▸ PROVIDED INFORMATION:
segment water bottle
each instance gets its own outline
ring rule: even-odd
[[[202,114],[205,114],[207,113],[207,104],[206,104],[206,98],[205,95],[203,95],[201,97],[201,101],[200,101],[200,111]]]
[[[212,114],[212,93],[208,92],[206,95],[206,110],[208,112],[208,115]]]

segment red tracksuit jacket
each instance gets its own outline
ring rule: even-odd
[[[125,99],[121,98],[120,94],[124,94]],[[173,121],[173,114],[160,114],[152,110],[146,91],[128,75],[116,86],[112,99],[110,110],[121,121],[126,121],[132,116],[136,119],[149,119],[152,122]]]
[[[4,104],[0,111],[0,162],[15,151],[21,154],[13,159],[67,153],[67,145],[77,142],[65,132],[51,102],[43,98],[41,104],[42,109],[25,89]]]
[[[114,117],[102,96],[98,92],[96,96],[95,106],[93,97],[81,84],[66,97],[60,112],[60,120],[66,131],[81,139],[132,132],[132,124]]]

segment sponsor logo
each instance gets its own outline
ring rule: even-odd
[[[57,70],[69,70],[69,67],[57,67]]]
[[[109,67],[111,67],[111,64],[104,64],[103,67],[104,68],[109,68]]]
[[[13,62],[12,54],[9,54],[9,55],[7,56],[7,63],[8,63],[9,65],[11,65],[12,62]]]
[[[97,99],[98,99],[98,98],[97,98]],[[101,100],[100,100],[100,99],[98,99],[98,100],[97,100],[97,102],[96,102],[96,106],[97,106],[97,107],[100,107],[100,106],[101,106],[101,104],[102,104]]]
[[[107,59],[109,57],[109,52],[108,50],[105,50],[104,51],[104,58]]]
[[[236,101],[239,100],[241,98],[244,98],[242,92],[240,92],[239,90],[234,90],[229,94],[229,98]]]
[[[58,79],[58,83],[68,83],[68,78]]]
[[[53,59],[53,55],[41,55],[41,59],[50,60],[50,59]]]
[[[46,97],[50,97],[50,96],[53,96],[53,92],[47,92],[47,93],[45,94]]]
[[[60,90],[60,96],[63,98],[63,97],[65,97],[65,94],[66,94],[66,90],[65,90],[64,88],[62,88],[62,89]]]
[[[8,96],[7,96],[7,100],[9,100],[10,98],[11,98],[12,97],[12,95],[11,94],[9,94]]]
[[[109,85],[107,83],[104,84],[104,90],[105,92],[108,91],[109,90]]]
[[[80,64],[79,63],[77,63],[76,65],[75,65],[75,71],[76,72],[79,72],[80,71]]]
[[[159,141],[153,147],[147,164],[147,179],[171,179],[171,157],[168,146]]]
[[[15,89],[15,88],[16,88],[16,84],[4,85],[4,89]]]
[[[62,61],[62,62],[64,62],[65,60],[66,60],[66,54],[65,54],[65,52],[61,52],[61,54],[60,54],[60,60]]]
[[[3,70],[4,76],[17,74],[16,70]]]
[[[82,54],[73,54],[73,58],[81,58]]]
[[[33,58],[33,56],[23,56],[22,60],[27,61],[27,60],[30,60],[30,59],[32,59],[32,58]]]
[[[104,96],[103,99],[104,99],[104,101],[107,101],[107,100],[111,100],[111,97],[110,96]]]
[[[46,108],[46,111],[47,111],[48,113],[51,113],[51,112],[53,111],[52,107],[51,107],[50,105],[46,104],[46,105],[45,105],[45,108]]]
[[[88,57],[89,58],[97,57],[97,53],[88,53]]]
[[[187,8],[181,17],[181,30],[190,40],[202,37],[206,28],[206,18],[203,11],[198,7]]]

▸ CHALLENGE:
All of the entries must be quoted exactly; please include each one.

▸ EXPECTED OUTPUT:
segment water bottle
each instance gets its own outline
ring rule: even-odd
[[[202,114],[205,114],[207,113],[207,104],[206,104],[206,98],[205,95],[203,95],[201,97],[201,101],[200,101],[200,111]]]
[[[212,114],[212,93],[208,92],[206,95],[206,110],[208,112],[208,115]]]

segment red tracksuit jacket
each instance gets its own outline
ring rule: even-odd
[[[125,99],[121,98],[120,94],[124,94]],[[173,121],[173,114],[160,114],[152,110],[146,91],[128,75],[116,86],[112,99],[110,110],[121,121],[126,121],[132,116],[136,119],[149,119],[152,122]]]
[[[4,104],[0,111],[0,162],[15,151],[21,154],[13,159],[67,153],[67,145],[77,142],[65,132],[51,102],[43,98],[41,104],[42,109],[25,89]]]
[[[114,117],[102,96],[98,92],[96,96],[95,106],[93,97],[81,84],[66,97],[60,112],[60,120],[66,131],[81,139],[132,132],[132,124]]]

segment sponsor logo
each instance gets its own outline
ring rule: even-odd
[[[57,70],[69,70],[69,67],[57,67]]]
[[[109,67],[111,67],[111,64],[104,64],[103,67],[104,68],[109,68]]]
[[[13,62],[12,54],[9,54],[9,55],[7,56],[7,63],[8,63],[9,65],[11,65],[12,62]]]
[[[97,99],[98,99],[98,98],[97,98]],[[101,100],[100,100],[100,99],[98,99],[98,100],[97,100],[97,102],[96,102],[96,106],[97,106],[97,107],[100,107],[100,106],[101,106],[101,104],[102,104]]]
[[[107,59],[109,57],[109,52],[108,50],[105,50],[104,51],[104,58]]]
[[[236,101],[239,100],[241,98],[244,98],[242,92],[240,92],[239,90],[234,90],[229,94],[229,98]]]
[[[58,79],[58,83],[68,83],[68,78]]]
[[[53,59],[53,55],[41,55],[41,59],[50,60],[50,59]]]
[[[46,97],[50,97],[50,96],[53,96],[53,92],[47,92],[47,93],[45,94]]]
[[[60,90],[60,96],[63,98],[63,97],[65,97],[65,94],[66,94],[66,90],[65,90],[64,88],[62,88],[62,89]]]
[[[8,96],[7,96],[7,100],[9,100],[10,98],[11,98],[12,97],[12,95],[11,94],[9,94]]]
[[[109,85],[107,83],[104,84],[104,90],[105,92],[108,91],[109,90]]]
[[[80,64],[79,63],[77,63],[76,65],[75,65],[75,71],[76,72],[79,72],[80,71]]]
[[[159,141],[153,147],[147,164],[147,179],[171,179],[171,157],[168,146]]]
[[[15,89],[15,88],[16,88],[16,84],[4,85],[4,89]]]
[[[62,61],[62,62],[64,62],[65,60],[66,60],[66,54],[65,54],[65,52],[61,52],[61,54],[60,54],[60,60]]]
[[[3,70],[4,76],[17,74],[16,70]]]
[[[82,54],[73,54],[73,58],[81,58]]]
[[[33,58],[33,56],[23,56],[22,60],[27,61],[27,60],[30,60],[30,59],[32,59],[32,58]]]
[[[104,96],[103,99],[104,99],[104,101],[107,101],[107,100],[111,100],[111,97],[110,96]]]
[[[46,108],[46,111],[47,111],[48,113],[51,113],[51,112],[53,111],[52,107],[51,107],[50,105],[46,104],[46,105],[45,105],[45,108]]]
[[[88,57],[89,58],[97,57],[97,53],[88,53]]]
[[[187,8],[181,17],[181,30],[190,40],[202,37],[206,28],[206,18],[203,11],[198,7]]]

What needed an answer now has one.